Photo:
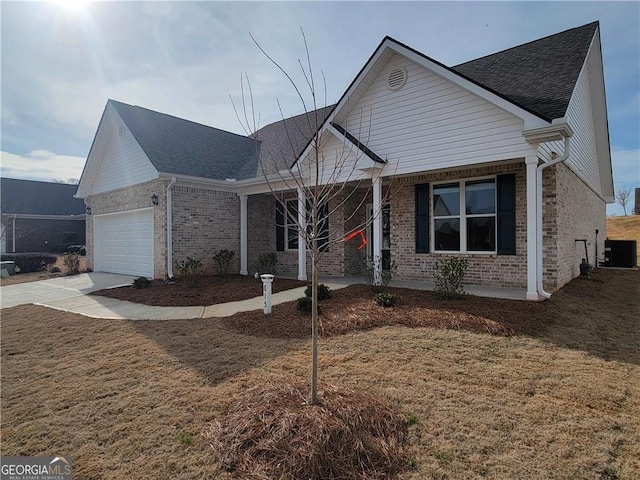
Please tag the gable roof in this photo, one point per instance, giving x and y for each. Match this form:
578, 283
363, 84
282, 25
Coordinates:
282, 142
534, 80
29, 197
539, 75
182, 147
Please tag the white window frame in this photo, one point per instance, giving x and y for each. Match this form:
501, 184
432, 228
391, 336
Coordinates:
463, 216
290, 223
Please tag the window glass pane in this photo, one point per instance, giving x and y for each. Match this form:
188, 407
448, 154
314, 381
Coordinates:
446, 200
447, 234
480, 197
481, 234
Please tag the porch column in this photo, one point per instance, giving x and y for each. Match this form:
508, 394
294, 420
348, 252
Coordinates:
243, 235
377, 230
532, 251
302, 245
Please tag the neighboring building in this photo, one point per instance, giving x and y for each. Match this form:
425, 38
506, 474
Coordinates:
464, 146
38, 216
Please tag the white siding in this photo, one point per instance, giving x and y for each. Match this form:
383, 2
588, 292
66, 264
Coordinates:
431, 123
120, 160
583, 158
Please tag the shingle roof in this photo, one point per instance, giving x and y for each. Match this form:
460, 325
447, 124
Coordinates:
39, 198
182, 147
540, 75
282, 142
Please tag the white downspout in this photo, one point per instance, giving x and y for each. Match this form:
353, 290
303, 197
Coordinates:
540, 206
169, 230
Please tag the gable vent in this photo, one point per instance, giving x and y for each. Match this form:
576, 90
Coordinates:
397, 78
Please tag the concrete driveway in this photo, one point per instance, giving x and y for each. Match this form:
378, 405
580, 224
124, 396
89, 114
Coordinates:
63, 289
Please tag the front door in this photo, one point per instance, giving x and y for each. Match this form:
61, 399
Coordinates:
386, 235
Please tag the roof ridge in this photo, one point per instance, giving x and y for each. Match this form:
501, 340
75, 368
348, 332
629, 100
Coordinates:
178, 118
596, 23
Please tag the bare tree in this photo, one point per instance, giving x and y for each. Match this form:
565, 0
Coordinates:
622, 197
327, 177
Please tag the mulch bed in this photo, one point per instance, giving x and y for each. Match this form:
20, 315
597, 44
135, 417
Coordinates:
213, 289
353, 308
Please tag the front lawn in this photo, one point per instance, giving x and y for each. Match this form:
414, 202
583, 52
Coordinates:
130, 399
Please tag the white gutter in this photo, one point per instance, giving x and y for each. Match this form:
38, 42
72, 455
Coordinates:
169, 230
539, 207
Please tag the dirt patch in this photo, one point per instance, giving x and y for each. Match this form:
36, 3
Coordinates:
36, 276
213, 289
624, 228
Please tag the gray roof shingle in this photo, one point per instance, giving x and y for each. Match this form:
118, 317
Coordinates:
282, 142
39, 198
540, 75
182, 147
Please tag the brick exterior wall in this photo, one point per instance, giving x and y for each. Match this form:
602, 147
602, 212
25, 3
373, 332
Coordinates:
484, 269
571, 211
131, 198
40, 235
205, 221
340, 258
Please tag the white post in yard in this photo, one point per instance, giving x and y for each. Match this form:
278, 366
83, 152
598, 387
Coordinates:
377, 231
302, 246
267, 280
243, 235
532, 252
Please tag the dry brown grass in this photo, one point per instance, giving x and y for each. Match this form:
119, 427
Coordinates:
624, 228
131, 399
36, 276
274, 432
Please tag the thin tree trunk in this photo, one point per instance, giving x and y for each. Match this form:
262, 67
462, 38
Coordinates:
314, 327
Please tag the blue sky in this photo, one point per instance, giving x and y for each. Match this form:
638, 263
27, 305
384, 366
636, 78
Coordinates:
61, 61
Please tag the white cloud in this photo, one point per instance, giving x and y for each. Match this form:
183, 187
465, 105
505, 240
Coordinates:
41, 165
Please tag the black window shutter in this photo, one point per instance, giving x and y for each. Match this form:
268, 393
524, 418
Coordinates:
422, 218
506, 214
279, 226
323, 241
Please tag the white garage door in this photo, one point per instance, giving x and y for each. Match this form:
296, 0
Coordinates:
123, 243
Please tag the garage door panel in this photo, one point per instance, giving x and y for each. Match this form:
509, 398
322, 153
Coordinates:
123, 243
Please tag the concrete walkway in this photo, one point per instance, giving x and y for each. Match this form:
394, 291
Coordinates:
69, 294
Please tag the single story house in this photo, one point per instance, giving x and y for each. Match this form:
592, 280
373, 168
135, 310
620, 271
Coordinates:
503, 160
39, 216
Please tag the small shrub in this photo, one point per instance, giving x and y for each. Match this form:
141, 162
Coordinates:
370, 266
191, 270
324, 292
268, 262
387, 300
305, 305
30, 262
72, 263
449, 275
222, 259
142, 282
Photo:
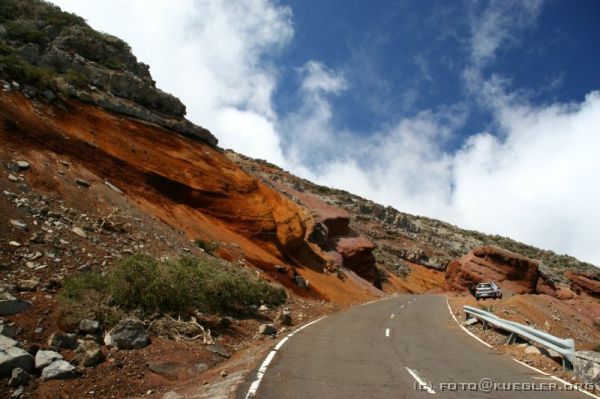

What the task requires: Copy every one of the lines above word for word, from the first to the last, and leave the pictures out of your copy.

Completed task:
Photo:
Please tag the gable roof in this photo, one point per instance, giving x and y for each. Match this form:
578, 283
363, 84
282, 25
Coordinates:
282, 142
534, 80
29, 197
539, 75
182, 147
Please tag the white window frame in this photo, one point per instance, giving x and y for each. Match this form:
501, 184
432, 228
391, 336
Coordinates:
463, 216
290, 223
Please tag the window glass pane in this photo, one point per instance, giving x and y for each. Match this form:
188, 407
448, 154
314, 381
Coordinates:
446, 200
447, 234
480, 197
481, 234
Please tag the porch column in this photo, one point per instance, giving x and y for each. Match this form:
508, 394
294, 420
348, 252
Coordinates:
243, 235
377, 230
532, 251
302, 245
Please tag the neighboring building in this photo, one point per instance, giving x and y for each. Match this form:
425, 38
506, 474
Coordinates:
464, 146
38, 216
Please tag the white siding in this photo, one point per instance, giving x and y for each. Match this form:
383, 2
588, 292
66, 264
Coordinates:
431, 123
120, 160
583, 158
Please tag the shingle roof in this photo, one point per instance, giving x and y for each. Match this form:
460, 325
447, 124
Coordinates:
39, 198
182, 147
540, 75
282, 142
Please tag the white downspout in this photo, one point per instance, giving x and y for each. Match this form:
353, 290
303, 197
Coordinates:
540, 206
169, 230
Please tag the gable vent in this photo, one point per instance, giving x and y for each. Match this form:
576, 90
Coordinates:
397, 78
Please tag the concrete driveway in this photo, one point per instance, giving x and y for each. Match this form:
378, 405
580, 224
124, 396
89, 114
Coordinates:
63, 289
Please tag the front door in this photo, one point per instance, giving x and y for each. Match this form:
61, 399
Coordinates:
386, 235
Please tag the roof ridge in this photo, one point per instance, giving x and y for each. Match this form:
501, 340
75, 368
348, 332
629, 100
Coordinates:
178, 118
596, 23
Please tag the bare tree in this photo, one point per instance, giving x and y for each. Match this form:
565, 0
Coordinates:
622, 197
327, 177
Please tag the mulch bed in this photo, one point per instance, giving x and y for each. Match this form:
20, 315
597, 44
135, 417
Coordinates:
213, 289
353, 308
Please tag the front lawn in this photo, one point per instance, giving x and y for each. Match this form:
414, 202
583, 52
Coordinates:
130, 399
Please tag the white gutter in this photo, one point per instance, giving x and y for each. Match this form:
38, 42
72, 455
Coordinates:
169, 230
539, 207
Please tag the dirt patch in this photo, one point per instance, giving x and y for each. Match this form:
36, 3
Coordinates:
36, 276
213, 289
624, 228
Please tag the gray roof shingle in this photo, one point per instance, giving x and y for each. Match this form:
118, 317
Coordinates:
282, 142
39, 198
540, 75
182, 147
Please tag the brick exterior wall in this photo, one point per instance, giving x and y for each. Match this form:
602, 147
602, 212
25, 3
373, 332
Coordinates:
484, 269
571, 211
131, 198
40, 235
205, 221
340, 258
Please tag the white post in yard in this photo, one point per instance, giving x and y for each. Match this form:
278, 366
83, 152
598, 387
Coordinates:
377, 231
302, 246
267, 280
243, 235
532, 252
Please tag the dry brown grass in this photo, one point per instance, giving x and y for each. Match this form:
119, 427
Coordinates:
624, 228
131, 399
36, 276
274, 432
Please tag the thin tree trunk in this photo, one point per instance, giving x and y for each. Match this form:
262, 67
462, 38
Coordinates:
314, 327
Please tag the blue sky in this photo, one point per instance, giving x and y for each. Match this form:
638, 263
27, 305
384, 366
636, 78
Coordinates:
61, 61
Please tag the white cloud in this photo, one point per instance, giving x and y for each. Match this form:
183, 187
465, 105
505, 240
Coordinates:
41, 165
Please tag the black window shutter in this photo, one point per instance, giving x and y for each. Match this form:
268, 393
524, 418
Coordinates:
422, 218
506, 214
279, 226
323, 241
Please tag the white garage door in this photo, one point per instance, giving x and y for each. Match this form:
296, 0
Coordinates:
123, 243
Please tag the garage door panel in this photo, one point per instance, giving x and y for each. Match this form:
509, 398
322, 153
Coordinates:
123, 243
Please tag the concrete walkway in this photo, one point per instance, giving x and y for each. Match this form:
394, 291
Coordinates:
69, 294
Please tag the single story house in this photo, one point per instance, giving x and y for each. Match this form:
592, 280
373, 168
135, 310
620, 271
Coordinates:
503, 160
39, 216
Please tag the small shrub in this photo, one point per instance, giving x and y for each. Match this form:
141, 162
Coordinates:
370, 266
191, 270
324, 292
268, 262
387, 300
305, 305
30, 262
72, 263
449, 275
222, 259
142, 282
Photo:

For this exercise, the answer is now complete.